> [Do this]: Find each line below that contains the string "wall", and copy those lines. Treat case as significant.

Rows from an object pointing dataset
— BEGIN —
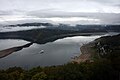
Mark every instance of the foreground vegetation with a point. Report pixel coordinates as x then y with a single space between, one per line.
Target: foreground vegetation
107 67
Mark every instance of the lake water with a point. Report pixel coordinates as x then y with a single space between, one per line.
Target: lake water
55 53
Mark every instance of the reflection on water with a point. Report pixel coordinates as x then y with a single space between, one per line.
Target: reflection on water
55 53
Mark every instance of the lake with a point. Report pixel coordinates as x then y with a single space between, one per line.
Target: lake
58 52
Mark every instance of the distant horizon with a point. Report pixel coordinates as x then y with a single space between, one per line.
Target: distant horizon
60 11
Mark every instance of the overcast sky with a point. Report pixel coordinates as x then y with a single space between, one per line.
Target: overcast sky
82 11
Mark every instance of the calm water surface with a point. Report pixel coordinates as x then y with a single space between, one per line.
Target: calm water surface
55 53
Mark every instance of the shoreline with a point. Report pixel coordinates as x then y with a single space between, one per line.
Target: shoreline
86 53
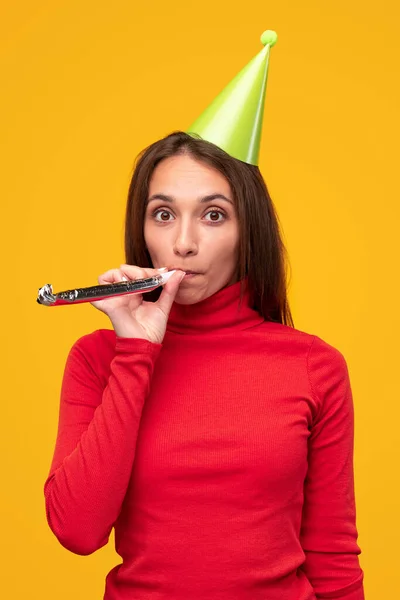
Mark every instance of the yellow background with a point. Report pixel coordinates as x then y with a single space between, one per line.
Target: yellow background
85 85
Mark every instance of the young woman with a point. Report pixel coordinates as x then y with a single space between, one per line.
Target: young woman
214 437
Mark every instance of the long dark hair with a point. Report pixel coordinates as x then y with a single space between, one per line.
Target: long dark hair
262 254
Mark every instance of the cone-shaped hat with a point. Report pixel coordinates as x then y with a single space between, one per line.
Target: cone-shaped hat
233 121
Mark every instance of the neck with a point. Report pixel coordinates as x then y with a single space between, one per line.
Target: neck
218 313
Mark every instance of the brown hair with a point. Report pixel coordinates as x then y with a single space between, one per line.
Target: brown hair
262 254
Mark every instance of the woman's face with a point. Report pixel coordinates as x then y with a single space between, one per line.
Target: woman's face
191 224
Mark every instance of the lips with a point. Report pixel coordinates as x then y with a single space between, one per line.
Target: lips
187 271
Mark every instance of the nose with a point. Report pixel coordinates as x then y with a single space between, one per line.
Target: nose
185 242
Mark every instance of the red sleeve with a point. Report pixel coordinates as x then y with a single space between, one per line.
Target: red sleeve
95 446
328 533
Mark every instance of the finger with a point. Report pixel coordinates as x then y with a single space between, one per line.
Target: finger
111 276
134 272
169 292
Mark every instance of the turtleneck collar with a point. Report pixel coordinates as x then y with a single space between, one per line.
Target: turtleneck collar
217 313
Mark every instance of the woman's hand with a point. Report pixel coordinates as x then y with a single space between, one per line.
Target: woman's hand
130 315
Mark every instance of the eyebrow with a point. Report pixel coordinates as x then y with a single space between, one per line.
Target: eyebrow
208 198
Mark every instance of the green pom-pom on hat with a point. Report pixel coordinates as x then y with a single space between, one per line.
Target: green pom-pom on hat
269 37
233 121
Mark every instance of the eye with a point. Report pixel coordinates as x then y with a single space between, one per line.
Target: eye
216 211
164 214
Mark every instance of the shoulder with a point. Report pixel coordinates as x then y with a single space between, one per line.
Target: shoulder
— END —
— BEGIN —
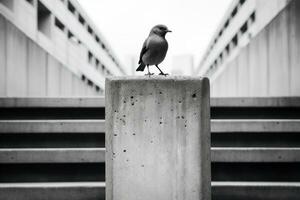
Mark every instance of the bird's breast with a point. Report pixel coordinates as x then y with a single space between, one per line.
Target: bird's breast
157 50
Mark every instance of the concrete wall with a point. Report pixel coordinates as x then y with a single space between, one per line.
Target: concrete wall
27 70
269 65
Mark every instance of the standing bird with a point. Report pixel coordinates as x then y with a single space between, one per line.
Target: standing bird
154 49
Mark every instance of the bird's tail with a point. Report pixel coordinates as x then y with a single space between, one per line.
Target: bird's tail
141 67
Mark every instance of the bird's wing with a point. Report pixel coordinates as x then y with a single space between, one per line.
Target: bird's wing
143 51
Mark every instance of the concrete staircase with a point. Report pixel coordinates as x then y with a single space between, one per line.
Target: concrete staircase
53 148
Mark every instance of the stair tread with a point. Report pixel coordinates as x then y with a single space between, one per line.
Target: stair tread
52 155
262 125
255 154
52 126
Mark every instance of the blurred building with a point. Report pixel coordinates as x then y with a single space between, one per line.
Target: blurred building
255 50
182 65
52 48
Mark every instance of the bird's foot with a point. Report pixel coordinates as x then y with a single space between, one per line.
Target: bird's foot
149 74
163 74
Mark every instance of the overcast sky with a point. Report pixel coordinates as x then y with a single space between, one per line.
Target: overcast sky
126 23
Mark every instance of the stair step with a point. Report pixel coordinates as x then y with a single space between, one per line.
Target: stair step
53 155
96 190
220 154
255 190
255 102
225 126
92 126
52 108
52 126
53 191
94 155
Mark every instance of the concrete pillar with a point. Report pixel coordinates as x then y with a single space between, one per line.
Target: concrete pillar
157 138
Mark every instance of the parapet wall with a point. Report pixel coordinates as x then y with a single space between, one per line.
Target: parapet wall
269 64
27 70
— END —
> [Result below]:
Mark every instance of the concrete wall with a point. Report pixel coordinates as x then y with a single space between, one per line.
Target: concrete wall
Mark every instance of the parapet wall with a point. Report pixel coordinates as x then y with a single space between, one per line.
Target: parapet wall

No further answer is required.